Extracted records
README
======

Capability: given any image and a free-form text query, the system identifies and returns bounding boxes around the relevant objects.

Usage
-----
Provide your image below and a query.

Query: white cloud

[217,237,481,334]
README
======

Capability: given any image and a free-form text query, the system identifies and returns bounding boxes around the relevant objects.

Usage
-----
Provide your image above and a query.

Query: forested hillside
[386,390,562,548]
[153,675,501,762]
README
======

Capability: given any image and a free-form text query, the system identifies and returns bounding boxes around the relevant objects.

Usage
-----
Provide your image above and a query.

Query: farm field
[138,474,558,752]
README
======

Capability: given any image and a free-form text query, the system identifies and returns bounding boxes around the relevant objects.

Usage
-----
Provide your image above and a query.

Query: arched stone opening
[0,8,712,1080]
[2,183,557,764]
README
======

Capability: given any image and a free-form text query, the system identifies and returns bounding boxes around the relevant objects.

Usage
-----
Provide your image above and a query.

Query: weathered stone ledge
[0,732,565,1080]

---

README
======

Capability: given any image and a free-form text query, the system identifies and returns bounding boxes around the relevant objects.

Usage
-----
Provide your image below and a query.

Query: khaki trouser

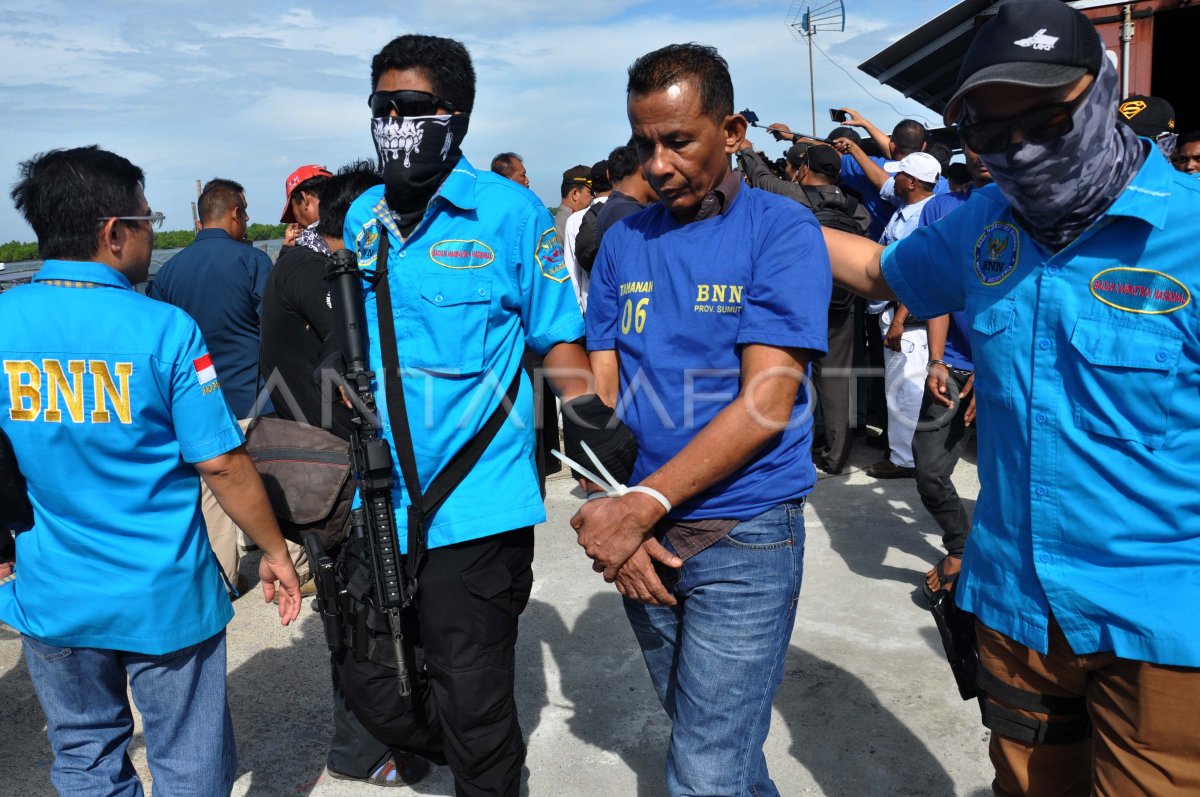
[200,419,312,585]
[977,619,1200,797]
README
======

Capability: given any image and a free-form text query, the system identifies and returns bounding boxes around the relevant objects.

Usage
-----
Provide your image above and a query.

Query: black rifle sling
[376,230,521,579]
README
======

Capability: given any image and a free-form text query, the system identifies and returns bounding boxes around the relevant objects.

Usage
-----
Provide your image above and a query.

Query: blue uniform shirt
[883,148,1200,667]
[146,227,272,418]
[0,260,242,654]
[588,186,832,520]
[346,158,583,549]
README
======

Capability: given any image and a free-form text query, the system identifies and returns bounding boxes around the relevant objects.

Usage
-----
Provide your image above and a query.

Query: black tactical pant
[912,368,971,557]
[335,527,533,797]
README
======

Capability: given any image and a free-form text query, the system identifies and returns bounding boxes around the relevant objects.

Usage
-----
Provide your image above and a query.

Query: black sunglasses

What you need to do: From the items above, pull out each line that contains the word "black" and copy it unchanged.

Solution to this problem:
Query: black rifle sling
Query: black tactical pant
Query: black sunglasses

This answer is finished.